--- Source document ---
From the novel, Wild Animals I Have Known, by Ernest Thompson Seton

How do you have a conversation with your father when he isn’t quite himself? I’ve been learning to navigate this recently. Tonight I called him to check in on the state of things. He informed me that his sitter had been ensuring that he eats and drinks. He also gave high praise to the people working at the hospital, telling me that they were kind and helpful, but not too helpful because they had to push you do things for yourself as much as you could. He told me about his foibles and again brought up the name of one nurse named Rosa, whom he particularly favored because she was “perhaps even bossier than your mother”.

“What are your big plans for the night?”, I asked him.

“Well, they’ll give me medicine soon that’ll knock me flat,” he answered.

“What will you do in the meantime? Have you attended any classes today?”, I inquired.

“Nope, I just stay in bed most of the day and think about things,” he answered.

I then remembered that I had in my possession several novels by one of his favorite childhood author’s, Ernest Thompson Seton. He’d given me these books 3 years ago and I remembered him telling me he thought my students may enjoy them, but I never did take them to my classroom.
--- Dataset content ---
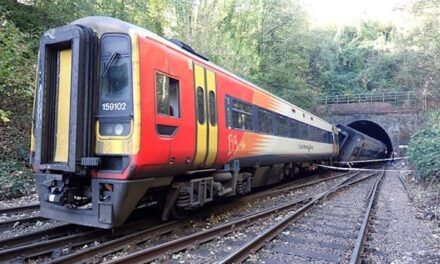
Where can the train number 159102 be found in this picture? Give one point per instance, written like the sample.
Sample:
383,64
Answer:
114,106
---
Problems to work on ->
1. In the essay about the phone call, copy everything from "From the novel, Wild" down to "I asked him.", switching "Rosa" to "Maria".
2. In the essay about the phone call, why did the father particularly favor the nurse named Rosa?
3. Extend the essay about the phone call with the father, picking up after its last sentence.
The listing is separate material and has no connection to the essay about the phone call.

Answers to the exercise ->
1.
From the novel, Wild Animals I Have Known, by Ernest Thompson Seton

How do you have a conversation with your father when he isn’t quite himself? I’ve been learning to navigate this recently. Tonight I called him to check in on the state of things. He informed me that his sitter had been ensuring that he eats and drinks. He also gave high praise to the people working at the hospital, telling me that they were kind and helpful, but not too helpful because they had to push you do things for yourself as much as you could. He told me about his foibles and again brought up the name of one nurse named Maria, whom he particularly favored because she was “perhaps even bossier than your mother”.

“What are your big plans for the night?”, I asked him.

2. He favored her because she was "perhaps even bossier than your mother."

3.
I am glad I didn’t, because I decided maybe it would be a good idea to read to him. So I found the novel, Wild Animals I Have Known in my upstairs library. The first story in the novel is about Old Lobo, a very clever and powerful wolf who evades the exasperated humans. It was written in 1898 and the setting is in Northern New Mexico. My father has always been a nature lover. I stopped every couple of paragraphs to reflect on the story with him and he knew all the characters and the highlights of what we were reading-he told me he’d memorized all of Seton’s stories. I enjoyed reading to him and after about 30 minutes or so, decided it was time to stop and save the next chapter for our next phone conversation. He told me he really liked hearing the story and that it made his evening even better. Before I got off the phone I told him about a dream I’d had two nights ago. I was at the home of his parents. I walked around all of the rooms and though I did not see them, I felt their presence in their home. I walked him through each of the rooms with my words and he recalled those places in his own mind.

After we got off the phone, I remembered a poem a friend had posted recently, The Peace of the Wild Things. And it gave me pause because it is exactly why my father has always held an affinity for nature. I look forward to more adventures with Old Lobo, for he has more days to live yet.

The Peace of Wild Things

by Wendell Berry

When despair for the world grows in me
and I wake in the night at the least sound
in fear of what my life and my children’s lives may be,
I go and lie down where the wood drake
rests in his beauty on the water, and the great heron feeds.
I come into the peace of wild things
who do not tax their lives with forethought
of grief. I come into the presence of still water.
And I feel above me the day-blind stars
waiting with their light. For a time
I rest in the grace of the world, and am free.